▸ What the task asks
Change "rough mask" to "coarse mask" in everything from the line containing "Every <instance> block" down to the line containing "positive clicks: (436, 399)", and give back those lines with nothing else altered.
The data START
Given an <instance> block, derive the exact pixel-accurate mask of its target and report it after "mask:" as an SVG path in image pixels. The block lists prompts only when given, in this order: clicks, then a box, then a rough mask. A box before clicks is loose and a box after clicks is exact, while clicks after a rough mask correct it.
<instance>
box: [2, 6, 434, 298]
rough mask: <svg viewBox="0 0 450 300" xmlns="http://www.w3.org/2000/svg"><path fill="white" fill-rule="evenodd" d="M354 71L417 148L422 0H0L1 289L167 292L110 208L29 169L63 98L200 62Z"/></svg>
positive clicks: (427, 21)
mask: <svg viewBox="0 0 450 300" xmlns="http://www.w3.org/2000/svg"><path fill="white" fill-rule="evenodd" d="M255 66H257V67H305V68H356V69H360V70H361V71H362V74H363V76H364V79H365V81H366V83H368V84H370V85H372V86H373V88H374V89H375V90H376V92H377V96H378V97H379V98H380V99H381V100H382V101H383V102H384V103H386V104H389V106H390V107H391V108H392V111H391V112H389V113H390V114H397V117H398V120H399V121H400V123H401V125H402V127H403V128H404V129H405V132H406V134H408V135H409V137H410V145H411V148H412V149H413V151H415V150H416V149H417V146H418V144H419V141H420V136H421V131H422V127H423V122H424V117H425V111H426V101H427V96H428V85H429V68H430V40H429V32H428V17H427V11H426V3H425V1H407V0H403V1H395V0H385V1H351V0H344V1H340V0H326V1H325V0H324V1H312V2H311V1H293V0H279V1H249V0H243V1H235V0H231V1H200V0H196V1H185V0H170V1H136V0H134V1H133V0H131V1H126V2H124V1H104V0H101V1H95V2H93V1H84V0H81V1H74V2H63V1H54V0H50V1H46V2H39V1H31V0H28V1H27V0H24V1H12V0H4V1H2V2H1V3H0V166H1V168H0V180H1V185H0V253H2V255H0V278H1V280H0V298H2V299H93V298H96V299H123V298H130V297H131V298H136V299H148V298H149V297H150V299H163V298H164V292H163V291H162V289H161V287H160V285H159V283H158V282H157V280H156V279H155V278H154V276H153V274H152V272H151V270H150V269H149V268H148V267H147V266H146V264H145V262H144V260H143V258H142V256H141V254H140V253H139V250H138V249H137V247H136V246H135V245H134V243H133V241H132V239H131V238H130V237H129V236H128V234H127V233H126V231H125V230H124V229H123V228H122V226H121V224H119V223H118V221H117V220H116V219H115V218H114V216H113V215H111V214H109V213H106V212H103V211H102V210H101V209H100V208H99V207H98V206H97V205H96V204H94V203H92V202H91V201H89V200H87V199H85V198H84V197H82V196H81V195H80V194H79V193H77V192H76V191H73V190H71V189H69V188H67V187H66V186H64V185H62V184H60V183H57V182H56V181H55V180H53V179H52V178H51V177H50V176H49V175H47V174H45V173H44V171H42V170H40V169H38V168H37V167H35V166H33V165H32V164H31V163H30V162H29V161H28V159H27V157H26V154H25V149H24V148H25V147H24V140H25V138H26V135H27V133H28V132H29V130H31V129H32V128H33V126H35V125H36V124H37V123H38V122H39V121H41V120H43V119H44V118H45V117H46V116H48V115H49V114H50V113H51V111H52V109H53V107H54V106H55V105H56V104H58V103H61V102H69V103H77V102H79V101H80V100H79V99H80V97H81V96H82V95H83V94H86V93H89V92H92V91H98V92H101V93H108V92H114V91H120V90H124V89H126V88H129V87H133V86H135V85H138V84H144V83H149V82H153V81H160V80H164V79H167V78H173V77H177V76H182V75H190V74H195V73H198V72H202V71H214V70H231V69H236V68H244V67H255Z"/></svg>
The data END
The data START
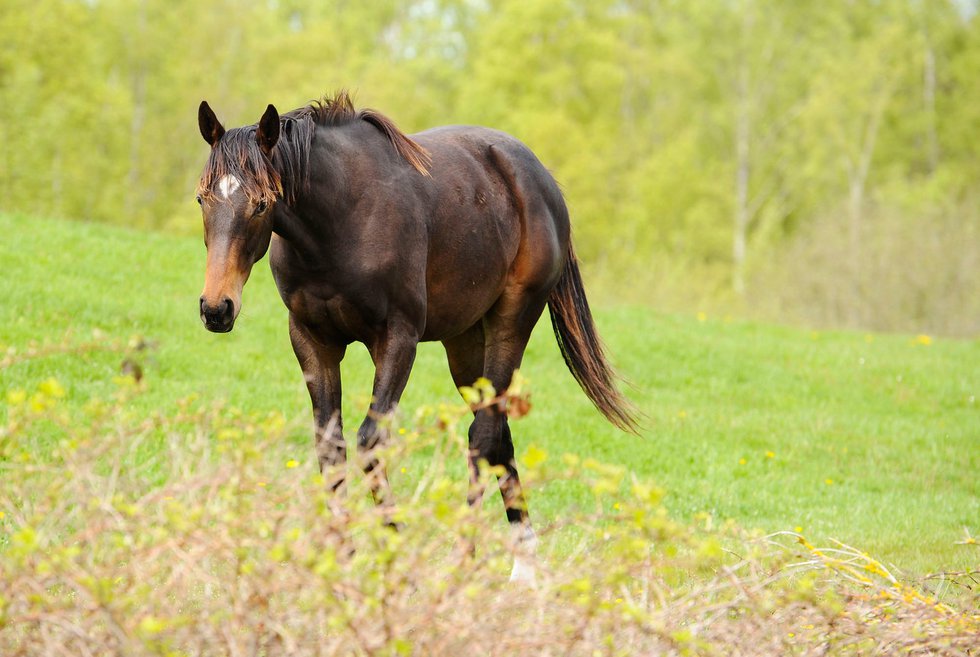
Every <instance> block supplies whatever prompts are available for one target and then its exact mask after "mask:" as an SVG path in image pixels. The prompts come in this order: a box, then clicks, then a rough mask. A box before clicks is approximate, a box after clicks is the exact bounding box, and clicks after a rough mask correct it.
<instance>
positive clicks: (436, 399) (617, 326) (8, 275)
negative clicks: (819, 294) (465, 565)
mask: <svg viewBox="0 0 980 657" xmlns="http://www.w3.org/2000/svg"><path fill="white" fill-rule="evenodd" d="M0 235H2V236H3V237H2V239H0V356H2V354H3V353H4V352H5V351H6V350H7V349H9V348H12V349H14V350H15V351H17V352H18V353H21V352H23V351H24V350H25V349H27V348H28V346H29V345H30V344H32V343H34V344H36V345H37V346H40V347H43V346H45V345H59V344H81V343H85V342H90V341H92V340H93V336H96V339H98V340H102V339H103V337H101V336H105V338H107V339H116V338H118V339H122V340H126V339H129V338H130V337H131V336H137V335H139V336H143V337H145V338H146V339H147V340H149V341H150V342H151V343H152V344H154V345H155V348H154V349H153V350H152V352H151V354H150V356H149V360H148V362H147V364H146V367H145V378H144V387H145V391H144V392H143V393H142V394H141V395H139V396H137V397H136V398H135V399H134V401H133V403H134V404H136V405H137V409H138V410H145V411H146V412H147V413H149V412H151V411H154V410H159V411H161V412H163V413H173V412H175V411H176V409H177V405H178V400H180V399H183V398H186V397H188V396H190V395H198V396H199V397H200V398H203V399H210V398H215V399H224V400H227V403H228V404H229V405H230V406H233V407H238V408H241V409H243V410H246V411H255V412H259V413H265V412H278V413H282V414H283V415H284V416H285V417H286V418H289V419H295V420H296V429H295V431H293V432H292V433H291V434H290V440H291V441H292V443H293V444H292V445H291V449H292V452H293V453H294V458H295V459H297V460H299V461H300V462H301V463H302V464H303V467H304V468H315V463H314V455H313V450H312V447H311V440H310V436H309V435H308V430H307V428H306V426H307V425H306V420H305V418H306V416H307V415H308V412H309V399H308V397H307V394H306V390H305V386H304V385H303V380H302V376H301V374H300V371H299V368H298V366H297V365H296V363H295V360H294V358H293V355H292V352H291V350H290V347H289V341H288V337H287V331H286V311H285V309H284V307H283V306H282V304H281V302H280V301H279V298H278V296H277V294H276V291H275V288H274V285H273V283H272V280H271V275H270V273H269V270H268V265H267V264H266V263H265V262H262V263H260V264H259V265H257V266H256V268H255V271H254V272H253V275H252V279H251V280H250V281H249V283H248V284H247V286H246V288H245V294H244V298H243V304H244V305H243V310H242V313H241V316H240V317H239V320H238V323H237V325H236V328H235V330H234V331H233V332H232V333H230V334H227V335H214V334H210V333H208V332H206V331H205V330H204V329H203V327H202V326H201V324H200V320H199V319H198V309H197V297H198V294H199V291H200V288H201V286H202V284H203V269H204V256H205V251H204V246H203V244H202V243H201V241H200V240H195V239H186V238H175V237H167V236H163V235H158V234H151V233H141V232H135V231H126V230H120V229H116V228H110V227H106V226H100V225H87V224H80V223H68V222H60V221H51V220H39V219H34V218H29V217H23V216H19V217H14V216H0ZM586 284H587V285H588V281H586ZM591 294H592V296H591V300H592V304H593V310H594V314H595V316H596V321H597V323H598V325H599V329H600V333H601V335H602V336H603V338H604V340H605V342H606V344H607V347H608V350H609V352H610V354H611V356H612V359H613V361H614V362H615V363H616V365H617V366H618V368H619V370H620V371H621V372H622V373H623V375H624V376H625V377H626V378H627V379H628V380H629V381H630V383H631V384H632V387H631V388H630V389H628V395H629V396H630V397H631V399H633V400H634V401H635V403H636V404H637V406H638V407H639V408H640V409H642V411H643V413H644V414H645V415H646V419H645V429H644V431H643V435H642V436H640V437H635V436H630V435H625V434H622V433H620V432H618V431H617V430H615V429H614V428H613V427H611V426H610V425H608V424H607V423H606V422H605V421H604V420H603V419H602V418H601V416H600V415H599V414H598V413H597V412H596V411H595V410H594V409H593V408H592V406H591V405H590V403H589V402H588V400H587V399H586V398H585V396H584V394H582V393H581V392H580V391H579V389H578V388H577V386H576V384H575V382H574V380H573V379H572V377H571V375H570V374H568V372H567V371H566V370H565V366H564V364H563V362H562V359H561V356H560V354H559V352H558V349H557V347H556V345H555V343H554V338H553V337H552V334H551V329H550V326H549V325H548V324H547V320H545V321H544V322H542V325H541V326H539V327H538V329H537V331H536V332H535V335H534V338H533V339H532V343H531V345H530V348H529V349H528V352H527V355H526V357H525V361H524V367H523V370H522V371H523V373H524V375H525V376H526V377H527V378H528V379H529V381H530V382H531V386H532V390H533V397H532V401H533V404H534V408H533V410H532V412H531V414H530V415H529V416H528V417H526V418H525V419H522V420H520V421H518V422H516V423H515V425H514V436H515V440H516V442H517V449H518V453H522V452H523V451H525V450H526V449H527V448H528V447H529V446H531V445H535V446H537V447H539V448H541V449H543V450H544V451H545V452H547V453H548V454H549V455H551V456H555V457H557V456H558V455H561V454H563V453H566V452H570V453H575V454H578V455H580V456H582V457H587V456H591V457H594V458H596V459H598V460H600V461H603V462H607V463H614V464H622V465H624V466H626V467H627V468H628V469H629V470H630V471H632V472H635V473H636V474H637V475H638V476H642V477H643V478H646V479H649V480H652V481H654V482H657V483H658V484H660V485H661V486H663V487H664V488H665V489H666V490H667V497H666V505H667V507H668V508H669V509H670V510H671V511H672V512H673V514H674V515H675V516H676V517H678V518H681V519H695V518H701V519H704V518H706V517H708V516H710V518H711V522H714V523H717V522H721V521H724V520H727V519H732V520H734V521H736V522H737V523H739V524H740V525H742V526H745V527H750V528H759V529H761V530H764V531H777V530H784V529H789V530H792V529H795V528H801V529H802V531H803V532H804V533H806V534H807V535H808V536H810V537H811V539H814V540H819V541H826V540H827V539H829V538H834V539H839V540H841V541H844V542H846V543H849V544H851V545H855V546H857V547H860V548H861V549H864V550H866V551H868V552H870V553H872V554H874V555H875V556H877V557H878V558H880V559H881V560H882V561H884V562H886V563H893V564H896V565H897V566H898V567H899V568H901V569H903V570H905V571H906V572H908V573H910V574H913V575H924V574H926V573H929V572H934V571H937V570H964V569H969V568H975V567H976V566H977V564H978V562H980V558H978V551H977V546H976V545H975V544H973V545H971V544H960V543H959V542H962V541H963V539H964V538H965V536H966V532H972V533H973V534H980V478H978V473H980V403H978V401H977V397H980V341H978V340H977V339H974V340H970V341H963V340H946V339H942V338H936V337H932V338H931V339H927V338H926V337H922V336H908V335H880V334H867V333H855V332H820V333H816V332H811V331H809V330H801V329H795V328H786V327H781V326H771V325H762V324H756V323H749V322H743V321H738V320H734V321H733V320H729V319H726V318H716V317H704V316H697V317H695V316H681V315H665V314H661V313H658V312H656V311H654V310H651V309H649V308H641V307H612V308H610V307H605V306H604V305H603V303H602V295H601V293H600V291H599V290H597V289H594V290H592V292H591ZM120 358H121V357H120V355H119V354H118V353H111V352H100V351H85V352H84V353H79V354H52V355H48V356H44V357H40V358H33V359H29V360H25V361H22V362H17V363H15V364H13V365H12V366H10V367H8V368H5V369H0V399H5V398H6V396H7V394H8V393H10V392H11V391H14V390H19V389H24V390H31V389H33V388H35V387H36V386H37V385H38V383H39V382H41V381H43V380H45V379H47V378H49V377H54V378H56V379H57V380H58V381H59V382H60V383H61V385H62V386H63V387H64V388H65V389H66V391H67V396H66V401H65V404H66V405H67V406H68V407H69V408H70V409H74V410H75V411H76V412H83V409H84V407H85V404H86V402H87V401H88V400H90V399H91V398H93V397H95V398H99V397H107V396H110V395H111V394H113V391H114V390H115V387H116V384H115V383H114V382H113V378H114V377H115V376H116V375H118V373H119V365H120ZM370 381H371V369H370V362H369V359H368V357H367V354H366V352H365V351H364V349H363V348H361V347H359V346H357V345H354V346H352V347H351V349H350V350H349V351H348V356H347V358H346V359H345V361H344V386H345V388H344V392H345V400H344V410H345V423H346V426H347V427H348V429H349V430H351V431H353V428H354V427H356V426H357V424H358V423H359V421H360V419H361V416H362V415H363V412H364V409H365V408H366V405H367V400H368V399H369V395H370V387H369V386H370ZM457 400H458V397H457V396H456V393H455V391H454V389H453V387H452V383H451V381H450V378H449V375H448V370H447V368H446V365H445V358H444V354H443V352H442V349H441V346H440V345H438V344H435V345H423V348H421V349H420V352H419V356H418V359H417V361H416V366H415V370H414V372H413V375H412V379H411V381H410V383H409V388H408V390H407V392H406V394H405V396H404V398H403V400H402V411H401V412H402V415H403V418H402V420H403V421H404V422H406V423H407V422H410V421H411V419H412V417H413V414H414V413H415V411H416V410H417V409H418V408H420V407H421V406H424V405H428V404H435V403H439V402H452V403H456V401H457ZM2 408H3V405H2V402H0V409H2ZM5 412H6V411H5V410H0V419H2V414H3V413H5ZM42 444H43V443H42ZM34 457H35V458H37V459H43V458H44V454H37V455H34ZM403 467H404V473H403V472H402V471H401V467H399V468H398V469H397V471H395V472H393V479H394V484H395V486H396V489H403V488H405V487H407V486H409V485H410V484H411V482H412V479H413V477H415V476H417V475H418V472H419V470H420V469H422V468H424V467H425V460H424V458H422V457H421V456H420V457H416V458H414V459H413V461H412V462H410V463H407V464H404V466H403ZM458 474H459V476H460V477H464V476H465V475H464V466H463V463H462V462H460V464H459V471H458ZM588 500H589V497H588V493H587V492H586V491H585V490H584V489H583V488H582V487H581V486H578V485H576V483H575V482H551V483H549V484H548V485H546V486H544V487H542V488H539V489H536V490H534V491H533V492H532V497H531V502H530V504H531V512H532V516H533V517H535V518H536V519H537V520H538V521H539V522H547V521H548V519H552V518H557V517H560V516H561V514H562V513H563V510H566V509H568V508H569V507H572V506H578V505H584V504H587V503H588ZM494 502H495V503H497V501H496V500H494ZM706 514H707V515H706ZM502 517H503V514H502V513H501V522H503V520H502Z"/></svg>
The data END
▸ Solved problem
Every <instance> block supplies whatever prompts are available for one target and then its exact mask after "mask:" as an SVG path in image pixels. The prompts come in this order: a box, then clicks, then a coarse mask. A box before clicks is approximate, a box after clicks is the exact bounding box, and clicks after a coarse mask correct it.
<instance>
positive clicks: (436, 399) (617, 326) (8, 275)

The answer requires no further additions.